TEXTAUSZUG:
Rund 5000 Quadratkilometer sind in der Flußmündung noch immer überschwemmt. Die Zahl der Opfer steigt stündlich, nach Angaben der Regierung Myanmars von Dienstag gab es bis dahin 22.464 Tote und 41.054 Vermißte. Bis zu eine Million Menschen wurden obdachlos.

Kein seriöser Wissenschaftler würde behaupten, daß der Wirbelsturm ein Beweis für den Klimawandel ist. Denn statistisch gesehen handelt es sich um ein Einzelereignis. Dennoch bleibt festzustellen, daß laut den Computersimulationen über die künftige Klimaentwicklung genau solche Ereignisse zu erwarten sind. Nicht nur die Wucht der Wirbelstürme wird zunehmen, auch die Opferzahlen und Schäden, die sie verursachen, werden steigen. Denn das Bevölkerungswachstum bringt es zwangsläufig mit sich, daß mehr Menschen in küstennahen oder anderen gefährdeten Gebieten wie Berghängen siedeln. Darüber hinaus sorgt das Wirtschaftswachstum und die infrastrukturelle Entwicklung alter und neuer Siedlungsräume dafür, daß die wirtschaftlichen Schäden im Falle einer Naturkatastrophe entsprechend anwachsen.

Ein zweiter Aspekt des Klimawandels besteht in dem Versuch mancher Staaten, ein Unglück politisch zu instrumentalisieren. Ohne im geringsten der Militärjunta in Myanmar das Wort reden zu wollen, fällt doch auf, daß hiesige Politiker und Journalisten die Gelegenheit nutzen, um die Regierung Myanmars in einem schlechten Licht erscheinen zu lassen oder gar die Notwendigkeit eines "regime change" anzudeuten.

Einträge des Datensatzes
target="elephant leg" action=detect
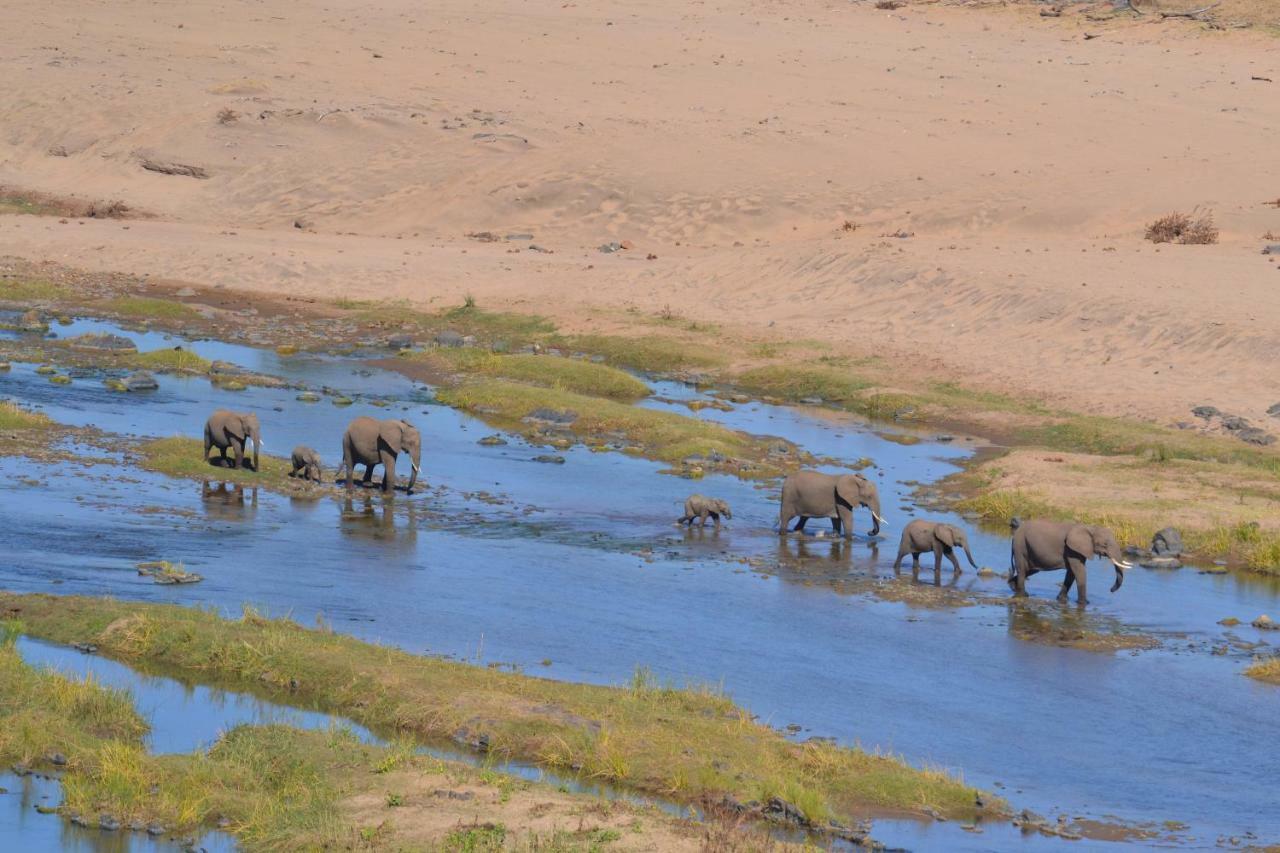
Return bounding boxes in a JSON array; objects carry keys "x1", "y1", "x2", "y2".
[
  {"x1": 836, "y1": 506, "x2": 854, "y2": 539},
  {"x1": 381, "y1": 451, "x2": 396, "y2": 494},
  {"x1": 1062, "y1": 558, "x2": 1089, "y2": 605}
]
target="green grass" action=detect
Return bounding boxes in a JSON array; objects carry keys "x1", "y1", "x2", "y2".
[
  {"x1": 0, "y1": 400, "x2": 54, "y2": 429},
  {"x1": 410, "y1": 347, "x2": 649, "y2": 402},
  {"x1": 436, "y1": 379, "x2": 795, "y2": 474},
  {"x1": 138, "y1": 437, "x2": 293, "y2": 488},
  {"x1": 0, "y1": 278, "x2": 70, "y2": 302},
  {"x1": 127, "y1": 347, "x2": 212, "y2": 373},
  {"x1": 0, "y1": 593, "x2": 998, "y2": 820},
  {"x1": 95, "y1": 296, "x2": 200, "y2": 321},
  {"x1": 552, "y1": 334, "x2": 724, "y2": 373}
]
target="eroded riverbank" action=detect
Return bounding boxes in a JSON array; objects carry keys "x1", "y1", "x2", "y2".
[{"x1": 0, "y1": 311, "x2": 1280, "y2": 840}]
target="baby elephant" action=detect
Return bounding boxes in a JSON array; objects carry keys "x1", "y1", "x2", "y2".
[
  {"x1": 893, "y1": 519, "x2": 978, "y2": 575},
  {"x1": 289, "y1": 444, "x2": 324, "y2": 483},
  {"x1": 676, "y1": 494, "x2": 733, "y2": 528}
]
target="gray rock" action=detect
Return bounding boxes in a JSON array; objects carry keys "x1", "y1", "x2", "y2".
[
  {"x1": 122, "y1": 370, "x2": 160, "y2": 391},
  {"x1": 435, "y1": 329, "x2": 466, "y2": 347},
  {"x1": 1151, "y1": 528, "x2": 1183, "y2": 557},
  {"x1": 1235, "y1": 427, "x2": 1276, "y2": 447},
  {"x1": 387, "y1": 334, "x2": 413, "y2": 350}
]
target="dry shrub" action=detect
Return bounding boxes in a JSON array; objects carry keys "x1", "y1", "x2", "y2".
[{"x1": 1147, "y1": 211, "x2": 1217, "y2": 246}]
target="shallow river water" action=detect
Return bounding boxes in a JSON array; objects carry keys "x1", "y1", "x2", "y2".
[{"x1": 0, "y1": 321, "x2": 1280, "y2": 849}]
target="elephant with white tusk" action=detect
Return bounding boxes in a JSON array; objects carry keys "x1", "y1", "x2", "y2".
[
  {"x1": 778, "y1": 471, "x2": 887, "y2": 539},
  {"x1": 893, "y1": 519, "x2": 978, "y2": 575},
  {"x1": 204, "y1": 409, "x2": 262, "y2": 471},
  {"x1": 1009, "y1": 519, "x2": 1133, "y2": 605},
  {"x1": 334, "y1": 418, "x2": 422, "y2": 494},
  {"x1": 676, "y1": 494, "x2": 733, "y2": 528}
]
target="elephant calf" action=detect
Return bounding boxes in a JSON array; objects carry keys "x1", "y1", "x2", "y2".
[
  {"x1": 289, "y1": 444, "x2": 324, "y2": 483},
  {"x1": 676, "y1": 494, "x2": 733, "y2": 528},
  {"x1": 205, "y1": 409, "x2": 262, "y2": 471},
  {"x1": 893, "y1": 519, "x2": 978, "y2": 575}
]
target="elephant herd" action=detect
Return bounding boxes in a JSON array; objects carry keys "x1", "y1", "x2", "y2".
[{"x1": 204, "y1": 410, "x2": 1132, "y2": 605}]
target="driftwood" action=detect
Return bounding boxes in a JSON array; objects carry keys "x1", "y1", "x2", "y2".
[{"x1": 1160, "y1": 0, "x2": 1222, "y2": 18}]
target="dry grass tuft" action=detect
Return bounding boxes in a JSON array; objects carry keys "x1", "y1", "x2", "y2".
[{"x1": 1147, "y1": 211, "x2": 1219, "y2": 246}]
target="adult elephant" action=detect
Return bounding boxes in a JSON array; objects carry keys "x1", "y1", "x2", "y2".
[
  {"x1": 205, "y1": 409, "x2": 262, "y2": 471},
  {"x1": 778, "y1": 471, "x2": 884, "y2": 539},
  {"x1": 1009, "y1": 519, "x2": 1133, "y2": 605},
  {"x1": 334, "y1": 418, "x2": 422, "y2": 494},
  {"x1": 893, "y1": 519, "x2": 978, "y2": 575}
]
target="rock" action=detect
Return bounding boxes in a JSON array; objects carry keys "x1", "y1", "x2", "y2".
[
  {"x1": 521, "y1": 407, "x2": 577, "y2": 425},
  {"x1": 67, "y1": 333, "x2": 138, "y2": 352},
  {"x1": 1235, "y1": 427, "x2": 1276, "y2": 447},
  {"x1": 1151, "y1": 528, "x2": 1183, "y2": 557},
  {"x1": 120, "y1": 370, "x2": 160, "y2": 392},
  {"x1": 387, "y1": 334, "x2": 413, "y2": 350},
  {"x1": 435, "y1": 329, "x2": 465, "y2": 347}
]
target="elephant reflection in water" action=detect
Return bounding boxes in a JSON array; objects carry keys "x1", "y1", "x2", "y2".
[
  {"x1": 200, "y1": 480, "x2": 257, "y2": 521},
  {"x1": 342, "y1": 496, "x2": 417, "y2": 548}
]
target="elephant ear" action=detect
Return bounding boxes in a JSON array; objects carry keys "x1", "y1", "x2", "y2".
[
  {"x1": 1066, "y1": 524, "x2": 1093, "y2": 560},
  {"x1": 836, "y1": 474, "x2": 863, "y2": 506},
  {"x1": 378, "y1": 420, "x2": 406, "y2": 453}
]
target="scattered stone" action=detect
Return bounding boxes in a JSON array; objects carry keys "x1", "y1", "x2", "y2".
[
  {"x1": 534, "y1": 453, "x2": 564, "y2": 465},
  {"x1": 67, "y1": 333, "x2": 138, "y2": 352},
  {"x1": 435, "y1": 329, "x2": 465, "y2": 347},
  {"x1": 387, "y1": 334, "x2": 413, "y2": 350}
]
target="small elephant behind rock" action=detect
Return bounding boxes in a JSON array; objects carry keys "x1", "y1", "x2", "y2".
[
  {"x1": 893, "y1": 519, "x2": 978, "y2": 575},
  {"x1": 676, "y1": 494, "x2": 733, "y2": 528},
  {"x1": 289, "y1": 444, "x2": 324, "y2": 483}
]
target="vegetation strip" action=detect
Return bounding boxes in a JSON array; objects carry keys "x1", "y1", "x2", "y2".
[{"x1": 0, "y1": 593, "x2": 1002, "y2": 826}]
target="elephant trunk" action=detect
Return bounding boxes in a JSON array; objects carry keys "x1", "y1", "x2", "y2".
[
  {"x1": 408, "y1": 440, "x2": 422, "y2": 492},
  {"x1": 1107, "y1": 540, "x2": 1133, "y2": 592}
]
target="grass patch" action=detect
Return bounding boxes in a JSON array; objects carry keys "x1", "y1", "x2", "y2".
[
  {"x1": 0, "y1": 400, "x2": 54, "y2": 429},
  {"x1": 127, "y1": 347, "x2": 212, "y2": 373},
  {"x1": 0, "y1": 593, "x2": 993, "y2": 820},
  {"x1": 95, "y1": 296, "x2": 200, "y2": 320},
  {"x1": 1244, "y1": 657, "x2": 1280, "y2": 684},
  {"x1": 733, "y1": 364, "x2": 872, "y2": 405},
  {"x1": 554, "y1": 334, "x2": 724, "y2": 373},
  {"x1": 411, "y1": 347, "x2": 649, "y2": 402},
  {"x1": 138, "y1": 437, "x2": 293, "y2": 487},
  {"x1": 0, "y1": 278, "x2": 70, "y2": 302},
  {"x1": 436, "y1": 379, "x2": 796, "y2": 475}
]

ARBEITSAUFTRAG: Gib aus dem Textauszug zum Wirbelsturm in Myanmar die Passage zwischen „Rund 5000 Quadratkilometer“ und „Menschen wurden obdachlos.“, beide Stellen eingeschlossen, unverändert aus.

LÖSUNG:
Rund 5000 Quadratkilometer sind in der Flußmündung noch immer überschwemmt. Die Zahl der Opfer steigt stündlich, nach Angaben der Regierung Myanmars von Dienstag gab es bis dahin 22.464 Tote und 41.054 Vermißte. Bis zu eine Million Menschen wurden obdachlos.